* [Short exercise] Copy the entries below character for character, starting with the line that contains "of the long" and continuing through the line that contains "134], [458, 134]]]". Include both of these lines and nothing beyond them.

* [Information provided]
┄┄┄┄┄┄

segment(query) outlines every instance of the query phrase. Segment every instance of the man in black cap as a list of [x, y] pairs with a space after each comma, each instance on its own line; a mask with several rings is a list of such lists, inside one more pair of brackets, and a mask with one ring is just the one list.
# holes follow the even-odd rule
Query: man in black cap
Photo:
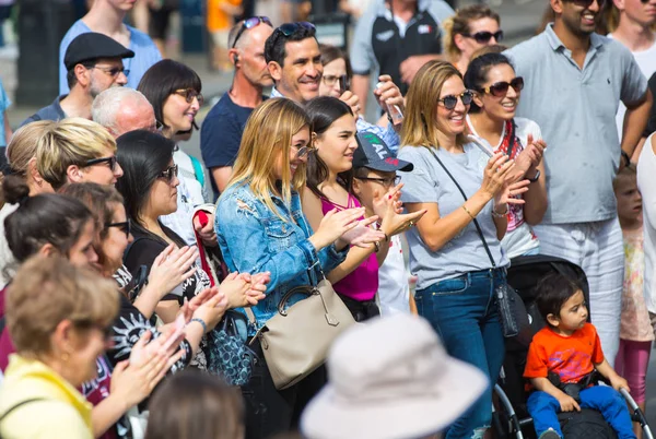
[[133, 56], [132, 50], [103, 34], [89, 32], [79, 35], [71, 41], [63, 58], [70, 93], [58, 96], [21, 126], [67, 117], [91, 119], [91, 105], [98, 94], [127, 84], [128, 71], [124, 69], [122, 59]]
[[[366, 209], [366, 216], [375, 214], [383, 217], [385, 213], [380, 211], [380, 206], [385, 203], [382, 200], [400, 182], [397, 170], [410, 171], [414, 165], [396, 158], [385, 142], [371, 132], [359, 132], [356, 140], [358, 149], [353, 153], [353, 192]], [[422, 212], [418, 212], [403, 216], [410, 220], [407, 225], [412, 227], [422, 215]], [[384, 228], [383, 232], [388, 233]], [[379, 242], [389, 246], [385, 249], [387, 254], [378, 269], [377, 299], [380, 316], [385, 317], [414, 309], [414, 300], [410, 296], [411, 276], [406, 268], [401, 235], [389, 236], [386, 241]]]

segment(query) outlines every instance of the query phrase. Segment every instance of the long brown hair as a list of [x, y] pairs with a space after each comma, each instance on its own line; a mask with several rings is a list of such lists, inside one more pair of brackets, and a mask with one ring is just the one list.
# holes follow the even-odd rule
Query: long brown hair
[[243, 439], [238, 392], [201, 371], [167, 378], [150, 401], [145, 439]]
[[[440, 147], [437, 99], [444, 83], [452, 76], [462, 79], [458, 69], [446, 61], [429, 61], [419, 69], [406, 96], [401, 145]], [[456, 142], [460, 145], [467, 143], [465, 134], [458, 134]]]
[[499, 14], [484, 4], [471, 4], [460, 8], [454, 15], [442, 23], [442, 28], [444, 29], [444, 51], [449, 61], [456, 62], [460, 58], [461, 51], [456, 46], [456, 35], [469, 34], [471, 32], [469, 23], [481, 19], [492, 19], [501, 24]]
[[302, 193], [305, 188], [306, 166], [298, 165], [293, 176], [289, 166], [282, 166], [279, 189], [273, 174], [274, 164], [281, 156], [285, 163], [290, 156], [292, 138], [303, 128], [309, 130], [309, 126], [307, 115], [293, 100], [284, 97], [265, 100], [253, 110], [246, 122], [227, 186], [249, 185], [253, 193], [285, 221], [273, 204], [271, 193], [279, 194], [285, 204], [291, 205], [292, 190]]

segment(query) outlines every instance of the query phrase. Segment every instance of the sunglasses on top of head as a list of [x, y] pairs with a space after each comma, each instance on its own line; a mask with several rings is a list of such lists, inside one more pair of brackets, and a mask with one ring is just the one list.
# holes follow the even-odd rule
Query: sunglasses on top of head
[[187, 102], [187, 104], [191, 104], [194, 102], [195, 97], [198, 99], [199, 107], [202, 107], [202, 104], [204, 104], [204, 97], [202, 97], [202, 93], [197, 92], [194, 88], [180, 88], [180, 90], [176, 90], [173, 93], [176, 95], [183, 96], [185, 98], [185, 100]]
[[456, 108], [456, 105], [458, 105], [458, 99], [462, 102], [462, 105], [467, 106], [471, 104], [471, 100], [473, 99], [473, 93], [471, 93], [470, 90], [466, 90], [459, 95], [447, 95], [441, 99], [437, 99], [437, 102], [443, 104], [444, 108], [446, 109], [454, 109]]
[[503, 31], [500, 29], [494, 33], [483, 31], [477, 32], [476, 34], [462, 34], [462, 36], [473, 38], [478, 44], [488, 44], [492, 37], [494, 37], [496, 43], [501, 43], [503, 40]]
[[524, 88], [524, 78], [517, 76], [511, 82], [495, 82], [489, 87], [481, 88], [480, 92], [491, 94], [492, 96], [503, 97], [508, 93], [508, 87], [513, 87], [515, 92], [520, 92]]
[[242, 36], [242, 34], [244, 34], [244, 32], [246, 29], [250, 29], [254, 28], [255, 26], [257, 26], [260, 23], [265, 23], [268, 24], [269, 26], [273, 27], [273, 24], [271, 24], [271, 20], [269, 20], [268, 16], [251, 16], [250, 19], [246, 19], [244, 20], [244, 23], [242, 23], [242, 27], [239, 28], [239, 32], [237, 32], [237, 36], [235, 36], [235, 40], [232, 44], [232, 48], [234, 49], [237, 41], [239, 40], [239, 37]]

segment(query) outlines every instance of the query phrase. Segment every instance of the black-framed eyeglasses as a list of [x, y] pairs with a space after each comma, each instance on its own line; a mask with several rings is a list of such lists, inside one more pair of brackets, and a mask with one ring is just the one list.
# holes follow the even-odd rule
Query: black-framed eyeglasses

┄┄┄┄┄┄

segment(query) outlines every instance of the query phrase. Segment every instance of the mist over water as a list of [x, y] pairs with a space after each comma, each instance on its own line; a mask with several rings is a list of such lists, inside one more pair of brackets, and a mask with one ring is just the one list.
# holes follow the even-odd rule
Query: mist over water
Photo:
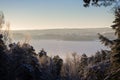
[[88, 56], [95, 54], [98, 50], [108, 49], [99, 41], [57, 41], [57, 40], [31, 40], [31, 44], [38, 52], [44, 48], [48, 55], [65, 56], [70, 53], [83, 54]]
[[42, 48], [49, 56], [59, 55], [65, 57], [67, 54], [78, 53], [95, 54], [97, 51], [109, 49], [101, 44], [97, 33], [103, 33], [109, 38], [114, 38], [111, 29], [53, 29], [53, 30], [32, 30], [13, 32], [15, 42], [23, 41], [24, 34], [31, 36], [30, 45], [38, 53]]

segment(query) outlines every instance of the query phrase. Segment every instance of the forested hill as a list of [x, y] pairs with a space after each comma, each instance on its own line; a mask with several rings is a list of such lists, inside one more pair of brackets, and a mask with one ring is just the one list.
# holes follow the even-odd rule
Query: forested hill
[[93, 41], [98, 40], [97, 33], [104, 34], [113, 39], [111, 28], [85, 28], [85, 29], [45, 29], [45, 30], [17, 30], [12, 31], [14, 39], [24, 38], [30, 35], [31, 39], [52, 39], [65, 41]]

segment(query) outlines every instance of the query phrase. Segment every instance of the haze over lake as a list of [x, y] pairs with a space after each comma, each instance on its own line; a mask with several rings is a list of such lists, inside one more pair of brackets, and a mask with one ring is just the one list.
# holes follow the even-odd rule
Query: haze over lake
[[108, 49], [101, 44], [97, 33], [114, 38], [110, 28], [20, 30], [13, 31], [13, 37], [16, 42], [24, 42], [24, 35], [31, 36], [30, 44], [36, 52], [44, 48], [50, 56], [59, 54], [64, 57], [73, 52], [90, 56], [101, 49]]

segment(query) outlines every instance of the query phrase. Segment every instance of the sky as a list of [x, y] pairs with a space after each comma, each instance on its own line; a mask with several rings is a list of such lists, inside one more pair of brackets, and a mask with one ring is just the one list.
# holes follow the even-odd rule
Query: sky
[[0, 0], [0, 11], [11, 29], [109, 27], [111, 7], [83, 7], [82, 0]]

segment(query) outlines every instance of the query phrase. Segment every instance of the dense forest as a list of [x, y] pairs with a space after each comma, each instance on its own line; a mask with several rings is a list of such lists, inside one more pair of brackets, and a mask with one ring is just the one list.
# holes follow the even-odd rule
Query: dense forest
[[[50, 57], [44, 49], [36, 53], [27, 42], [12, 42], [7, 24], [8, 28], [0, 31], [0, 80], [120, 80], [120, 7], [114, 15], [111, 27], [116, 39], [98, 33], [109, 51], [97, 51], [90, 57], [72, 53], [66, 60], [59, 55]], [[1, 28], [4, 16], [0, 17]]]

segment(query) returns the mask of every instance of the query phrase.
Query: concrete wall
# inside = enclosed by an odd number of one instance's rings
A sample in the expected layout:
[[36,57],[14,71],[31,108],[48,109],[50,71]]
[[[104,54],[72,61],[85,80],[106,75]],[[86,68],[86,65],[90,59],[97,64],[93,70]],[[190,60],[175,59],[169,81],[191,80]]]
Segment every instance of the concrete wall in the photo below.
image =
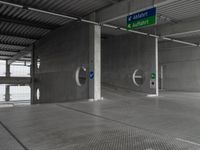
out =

┄┄┄┄┄┄

* [Complete output]
segment(query) outlines every instance of the query phrase. Segment every instance of the long brown hair as a list of [x, y] pairs with a space after each comma, each instance on its own line; a mask with several rings is a list of such lists, inside one more pair of brackets, and a mask with one ring is just the one list.
# holes follow the even-odd rule
Query: long brown hair
[[243, 439], [238, 392], [201, 371], [167, 378], [150, 401], [145, 439]]
[[[440, 147], [437, 99], [444, 83], [452, 76], [462, 79], [458, 69], [446, 61], [429, 61], [419, 69], [406, 96], [401, 145]], [[456, 142], [460, 145], [467, 143], [465, 134], [458, 134]]]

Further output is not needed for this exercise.